■ What this task involves
Count how many lines in the rows below contain the word "eyebrow". Reply with only that number.

-- Begin Extracted material --

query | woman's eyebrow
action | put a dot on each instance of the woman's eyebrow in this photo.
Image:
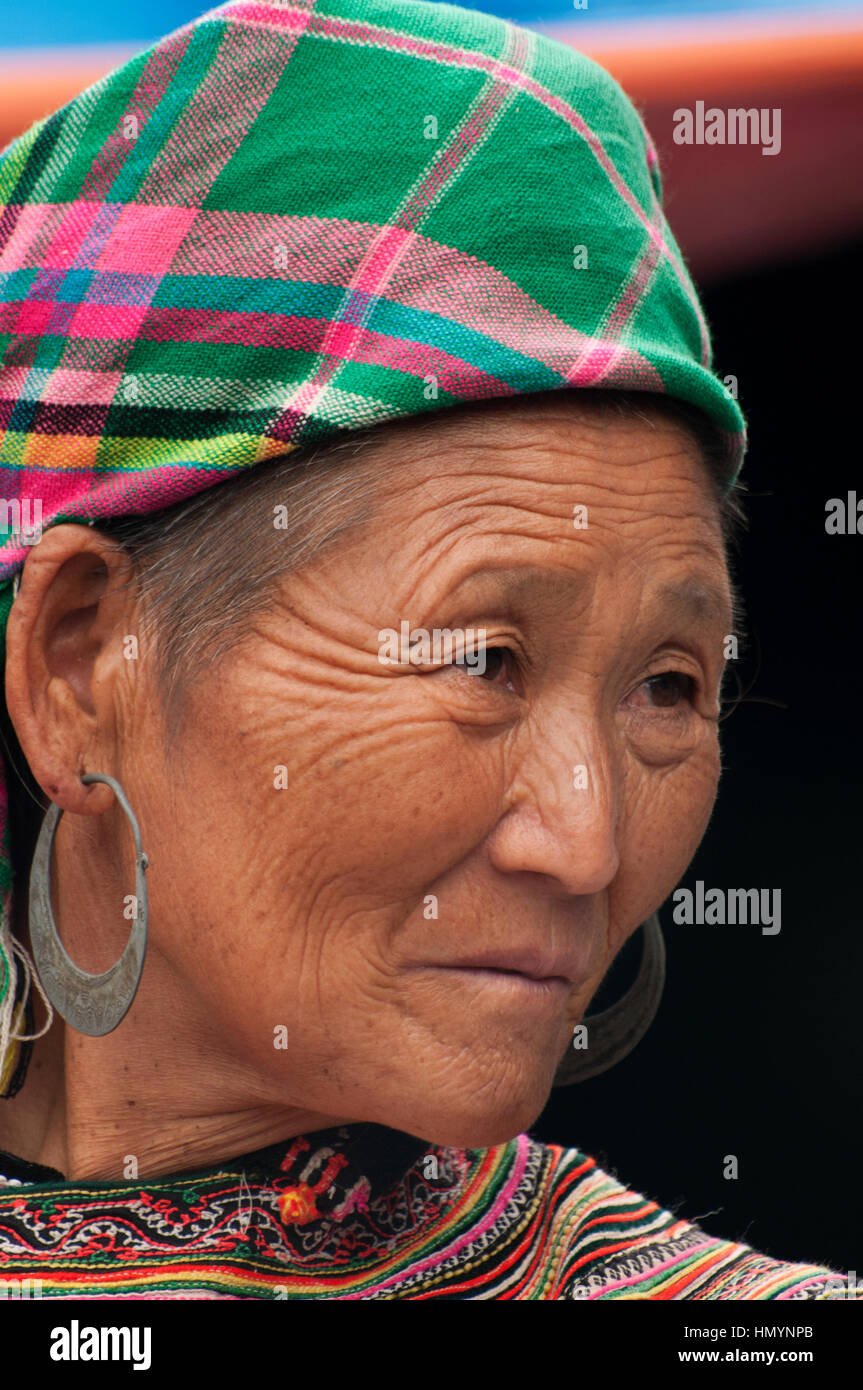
(691, 597)
(699, 599)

-- End Extracted material --

■ Solution to this problem
2